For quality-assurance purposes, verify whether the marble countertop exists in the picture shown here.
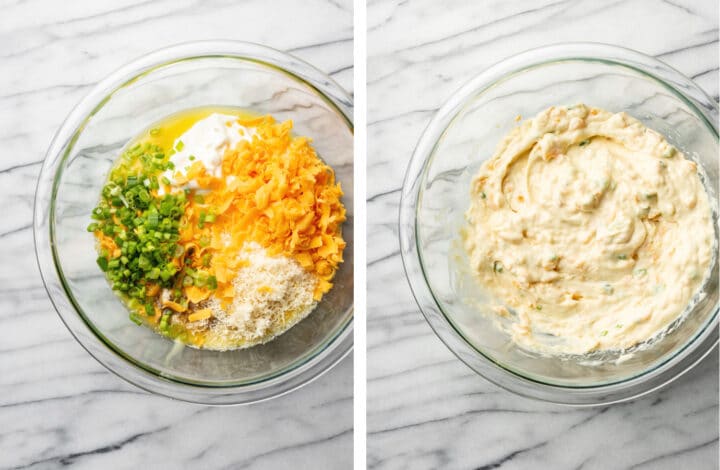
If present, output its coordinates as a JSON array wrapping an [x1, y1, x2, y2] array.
[[367, 0, 718, 470], [0, 0, 353, 469]]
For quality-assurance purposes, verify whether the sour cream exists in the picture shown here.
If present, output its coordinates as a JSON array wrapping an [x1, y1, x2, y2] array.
[[159, 113, 255, 195]]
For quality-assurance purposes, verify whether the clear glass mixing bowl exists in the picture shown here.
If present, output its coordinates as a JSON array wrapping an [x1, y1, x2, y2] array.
[[400, 44, 718, 405], [34, 41, 353, 404]]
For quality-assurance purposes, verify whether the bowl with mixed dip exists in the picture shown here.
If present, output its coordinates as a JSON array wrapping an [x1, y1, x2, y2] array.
[[35, 42, 353, 404], [400, 44, 718, 405]]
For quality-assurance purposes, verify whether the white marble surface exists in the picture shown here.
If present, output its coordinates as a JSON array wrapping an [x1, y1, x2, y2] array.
[[367, 0, 718, 470], [0, 0, 353, 469]]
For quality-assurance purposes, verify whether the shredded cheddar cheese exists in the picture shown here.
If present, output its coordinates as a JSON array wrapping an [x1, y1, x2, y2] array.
[[175, 117, 345, 304]]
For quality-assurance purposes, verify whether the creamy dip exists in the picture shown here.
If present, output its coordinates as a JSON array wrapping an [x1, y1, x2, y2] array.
[[464, 105, 714, 354]]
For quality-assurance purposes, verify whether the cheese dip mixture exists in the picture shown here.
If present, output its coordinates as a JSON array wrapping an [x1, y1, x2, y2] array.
[[88, 108, 345, 350], [464, 105, 714, 354]]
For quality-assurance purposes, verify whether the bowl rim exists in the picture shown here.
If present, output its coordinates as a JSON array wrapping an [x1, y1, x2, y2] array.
[[398, 42, 718, 406], [33, 40, 354, 405]]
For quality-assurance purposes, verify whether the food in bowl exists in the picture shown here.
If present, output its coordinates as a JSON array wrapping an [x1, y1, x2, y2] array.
[[463, 104, 714, 354], [88, 108, 345, 350]]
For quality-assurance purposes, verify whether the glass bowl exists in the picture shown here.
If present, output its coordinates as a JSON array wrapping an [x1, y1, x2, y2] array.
[[34, 41, 353, 404], [400, 44, 718, 405]]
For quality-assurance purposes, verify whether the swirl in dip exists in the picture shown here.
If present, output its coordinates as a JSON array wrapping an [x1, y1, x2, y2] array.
[[464, 105, 714, 354]]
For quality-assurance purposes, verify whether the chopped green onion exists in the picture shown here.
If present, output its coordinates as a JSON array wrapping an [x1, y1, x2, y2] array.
[[130, 312, 142, 325]]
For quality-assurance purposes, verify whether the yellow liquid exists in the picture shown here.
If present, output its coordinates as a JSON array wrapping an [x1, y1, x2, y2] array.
[[121, 106, 258, 349], [135, 106, 258, 152]]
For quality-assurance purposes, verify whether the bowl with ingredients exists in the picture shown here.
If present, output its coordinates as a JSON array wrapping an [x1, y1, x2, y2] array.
[[400, 43, 718, 405], [34, 41, 353, 404]]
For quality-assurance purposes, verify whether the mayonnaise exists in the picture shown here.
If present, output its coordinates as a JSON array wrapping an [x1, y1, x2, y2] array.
[[158, 113, 255, 195]]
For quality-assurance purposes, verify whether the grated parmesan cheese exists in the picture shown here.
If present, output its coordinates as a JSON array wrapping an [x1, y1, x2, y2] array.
[[189, 242, 318, 349]]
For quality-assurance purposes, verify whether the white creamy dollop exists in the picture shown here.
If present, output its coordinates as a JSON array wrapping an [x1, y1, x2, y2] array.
[[159, 113, 255, 195]]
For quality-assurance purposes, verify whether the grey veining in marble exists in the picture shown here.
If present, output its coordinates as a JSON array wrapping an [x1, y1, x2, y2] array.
[[0, 0, 353, 469], [367, 0, 718, 470]]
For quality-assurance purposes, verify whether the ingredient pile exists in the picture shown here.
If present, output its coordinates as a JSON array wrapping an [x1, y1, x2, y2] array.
[[88, 109, 345, 350]]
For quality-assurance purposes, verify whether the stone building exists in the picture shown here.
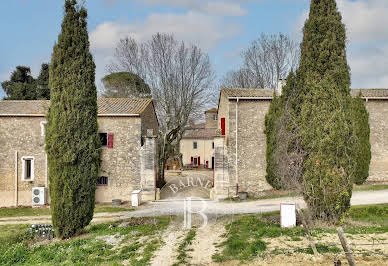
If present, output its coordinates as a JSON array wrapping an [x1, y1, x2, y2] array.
[[180, 108, 218, 169], [212, 86, 388, 198], [0, 98, 158, 207]]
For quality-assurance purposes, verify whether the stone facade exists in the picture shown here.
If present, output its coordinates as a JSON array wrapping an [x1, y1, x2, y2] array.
[[212, 89, 388, 198], [365, 99, 388, 181], [179, 108, 217, 169], [0, 99, 158, 207]]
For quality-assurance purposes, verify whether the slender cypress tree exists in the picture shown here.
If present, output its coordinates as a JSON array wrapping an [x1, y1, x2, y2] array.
[[266, 0, 370, 222], [296, 0, 355, 222], [46, 0, 101, 238]]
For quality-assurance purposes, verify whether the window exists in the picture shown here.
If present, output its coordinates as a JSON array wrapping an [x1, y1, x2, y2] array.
[[97, 176, 108, 186], [22, 157, 35, 181], [40, 121, 47, 137], [100, 133, 108, 147]]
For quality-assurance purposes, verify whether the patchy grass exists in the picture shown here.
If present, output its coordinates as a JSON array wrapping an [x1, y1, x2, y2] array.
[[353, 184, 388, 191], [0, 217, 170, 265], [0, 204, 134, 217], [348, 204, 388, 227], [213, 215, 304, 262], [213, 204, 388, 262], [173, 229, 197, 266]]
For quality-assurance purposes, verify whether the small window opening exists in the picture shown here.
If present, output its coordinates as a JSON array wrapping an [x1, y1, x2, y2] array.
[[100, 133, 108, 147], [97, 176, 108, 186]]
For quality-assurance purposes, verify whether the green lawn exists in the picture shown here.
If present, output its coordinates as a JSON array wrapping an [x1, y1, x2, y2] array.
[[0, 204, 133, 217], [0, 217, 171, 266]]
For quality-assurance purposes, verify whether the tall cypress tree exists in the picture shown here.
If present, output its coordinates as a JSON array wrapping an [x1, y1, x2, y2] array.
[[297, 0, 355, 222], [46, 0, 101, 238], [266, 0, 370, 221]]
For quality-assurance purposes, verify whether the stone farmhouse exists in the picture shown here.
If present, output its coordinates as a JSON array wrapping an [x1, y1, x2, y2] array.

-=-=-

- Task directions
Reproduce verbatim the lines of the listing starting at the line containing "For quality-assurance purposes, verify whether the creamy" and ending at the line containing "[[398, 42, 718, 406], [33, 40, 354, 405]]", inclusive.

- Answer to the problem
For quality-assurance purposes, verify whether the creamy dip exists in the picture shown here.
If present, output its coordinates as a JSON array wrapping an [x1, y1, x2, y2] array.
[[464, 105, 714, 354]]
For quality-assurance purposes, verify whether the cheese dip mixture exists in the picture shown here.
If present, output its coordinates as a JSON array wrapping an [x1, y1, x2, y2] array.
[[88, 108, 345, 350], [464, 105, 714, 354]]
For quality-assurance purposes, verify whether the bowl rim exists in the picture shown here.
If present, output its coordinates as a JSON array wrapping an [x1, y1, x2, y2] array.
[[398, 42, 718, 406], [33, 40, 354, 405]]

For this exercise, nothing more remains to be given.